## [Consigne]
Dans l'extrait ci-dessous sur l'accord en santé, énumérez toutes les fins auxquelles doit servir le nouvel investissement de 700 millions de dollars.

## [Extrait du document]
____________
L’accord sur la santé prend source dans des objectifs
communs tout en reconnaissant les différents besoins et circonstances propres
à chaque province et territoire. En reconnaissant ces particularités,
l’approche asymétrique mise sur la force de notre diversité.
Cet accord de dix ans apportera un changement tangible. Il
a été signé par tous les premiers ministres, et il bénéficie du soutien des
intervenants dans le secteur de la santé, partout au pays.
Au cours des dix prochaines années, la contribution fédérale
aux soins de santé augmentera de 41 milliards de dollars. C’est une forte
somme, mais nous sommes d’avis, en tant que gouvernement, que notre
investissement doit suffire à renforcer le système public et à effectuer une
véritable réforme. Il s’agit de la priorité numéro un de ceux et celles
qui nous ont élu.
En outre, j’ai mis de l’avant, pendant la réunion des
premiers ministres, une proposition visant à répondre aux préoccupations de
mes homologues concernant le financement et la prévisibilité de la péréquation
et de la formule de financement des territoires – des programmes dont
l’inconstance cause des difficultés aux provinces et aux territoires qui ont
à assurer la planification et la préparation des budgets dans les domaines de
la santé, de l’éducation et d’autres priorités publiques.
Le 26 octobre, je rencontrerai les premiers ministres dans
le but d’entreprendre une réforme de la péréquation qui sera la plus
approfondie que nous ayons connue depuis sa création il y a près de cinquante
ans. Cette réforme améliorera les services offerts à la population canadienne.
Essentiellement, le gouvernement fédéral tirera
pleinement parti de ses pratiques prudentes de gestion et de l’assainissement
de ses finances, et il assumera la lourde tâche de prendre une part plus large
du risque qui accompagne la gestion des aléas économiques de ce pays.
Monsieur le Président, avant notre réunion sur la santé,
les premiers ministres et moi même avons rencontré les dirigeants autochtones
et avons convenu de mettre au point un plan visant à améliorer la santé des
Autochtones. Le gouvernement du Canada a alors annoncé un nouvel investissement
de l’ordre de 700 millions de dollars – montant qui servira à promouvoir la
santé, à prévenir les maladies et à donner de meilleurs résultats en matière
de santé chez les Autochtones.
____________
Données d'ancrage de points dans l'image
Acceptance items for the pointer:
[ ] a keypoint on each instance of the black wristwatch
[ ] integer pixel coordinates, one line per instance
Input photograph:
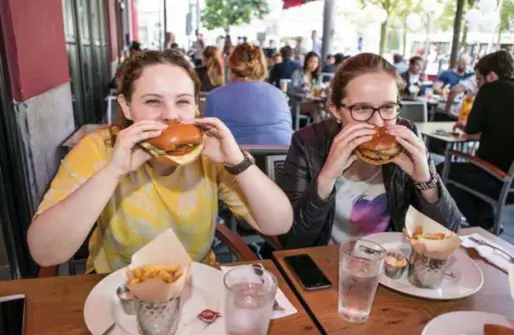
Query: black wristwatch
(432, 183)
(243, 165)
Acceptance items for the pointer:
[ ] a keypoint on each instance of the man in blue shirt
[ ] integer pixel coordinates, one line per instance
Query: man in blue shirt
(452, 77)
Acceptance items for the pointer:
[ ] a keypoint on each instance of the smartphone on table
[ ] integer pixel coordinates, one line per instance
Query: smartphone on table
(12, 314)
(307, 272)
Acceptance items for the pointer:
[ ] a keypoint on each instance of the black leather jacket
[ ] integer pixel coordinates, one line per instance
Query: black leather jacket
(313, 216)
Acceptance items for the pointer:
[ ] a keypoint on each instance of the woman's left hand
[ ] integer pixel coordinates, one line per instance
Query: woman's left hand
(413, 160)
(219, 144)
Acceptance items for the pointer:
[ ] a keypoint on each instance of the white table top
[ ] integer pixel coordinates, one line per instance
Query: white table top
(429, 129)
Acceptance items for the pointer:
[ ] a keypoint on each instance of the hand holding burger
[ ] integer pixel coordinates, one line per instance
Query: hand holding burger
(219, 143)
(179, 144)
(341, 154)
(127, 156)
(413, 159)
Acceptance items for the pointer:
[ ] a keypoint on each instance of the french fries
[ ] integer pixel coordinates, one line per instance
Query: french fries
(418, 234)
(166, 273)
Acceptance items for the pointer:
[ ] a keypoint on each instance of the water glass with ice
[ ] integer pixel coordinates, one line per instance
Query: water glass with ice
(360, 264)
(249, 297)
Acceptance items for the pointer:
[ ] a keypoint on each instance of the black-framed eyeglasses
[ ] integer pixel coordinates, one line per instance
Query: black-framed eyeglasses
(362, 112)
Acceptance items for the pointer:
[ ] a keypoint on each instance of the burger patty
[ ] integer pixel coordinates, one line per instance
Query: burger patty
(183, 148)
(380, 154)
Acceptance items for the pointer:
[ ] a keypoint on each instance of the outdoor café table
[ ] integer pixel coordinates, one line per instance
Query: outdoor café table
(299, 98)
(55, 305)
(393, 312)
(429, 130)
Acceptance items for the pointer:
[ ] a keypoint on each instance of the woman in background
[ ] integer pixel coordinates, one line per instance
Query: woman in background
(307, 77)
(211, 74)
(256, 112)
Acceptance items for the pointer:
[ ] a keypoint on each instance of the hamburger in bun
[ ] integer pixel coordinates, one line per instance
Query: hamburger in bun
(179, 144)
(381, 149)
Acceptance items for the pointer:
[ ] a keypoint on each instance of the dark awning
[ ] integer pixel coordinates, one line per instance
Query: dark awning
(294, 3)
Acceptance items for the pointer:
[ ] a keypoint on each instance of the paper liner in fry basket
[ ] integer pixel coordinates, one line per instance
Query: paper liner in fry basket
(416, 222)
(165, 249)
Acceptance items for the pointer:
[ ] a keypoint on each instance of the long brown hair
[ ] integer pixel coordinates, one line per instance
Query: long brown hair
(356, 66)
(215, 70)
(248, 62)
(132, 68)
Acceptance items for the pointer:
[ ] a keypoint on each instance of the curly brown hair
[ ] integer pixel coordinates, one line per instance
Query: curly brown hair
(247, 61)
(356, 66)
(499, 62)
(214, 66)
(132, 68)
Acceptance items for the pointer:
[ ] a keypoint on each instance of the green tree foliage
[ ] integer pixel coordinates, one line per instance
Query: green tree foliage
(227, 13)
(507, 16)
(397, 10)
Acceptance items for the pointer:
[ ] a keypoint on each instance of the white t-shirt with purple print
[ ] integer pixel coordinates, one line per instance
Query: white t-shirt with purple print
(361, 208)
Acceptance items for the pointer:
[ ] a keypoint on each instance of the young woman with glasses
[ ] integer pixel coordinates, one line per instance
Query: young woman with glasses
(335, 195)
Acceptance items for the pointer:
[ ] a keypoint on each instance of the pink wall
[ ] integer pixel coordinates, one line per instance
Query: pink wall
(113, 37)
(35, 46)
(135, 24)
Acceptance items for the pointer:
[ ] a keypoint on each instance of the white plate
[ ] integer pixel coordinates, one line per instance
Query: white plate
(468, 276)
(102, 306)
(464, 323)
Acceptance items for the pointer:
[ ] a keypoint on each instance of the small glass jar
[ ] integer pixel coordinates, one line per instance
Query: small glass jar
(158, 318)
(426, 272)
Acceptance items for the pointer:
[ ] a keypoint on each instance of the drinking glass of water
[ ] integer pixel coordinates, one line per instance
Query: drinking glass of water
(360, 265)
(249, 297)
____________
## [Réponse]
- Promouvoir la santé chez les Autochtones
- Prévenir les maladies chez les Autochtones
- Donner de meilleurs résultats en matière de santé chez les Autochtones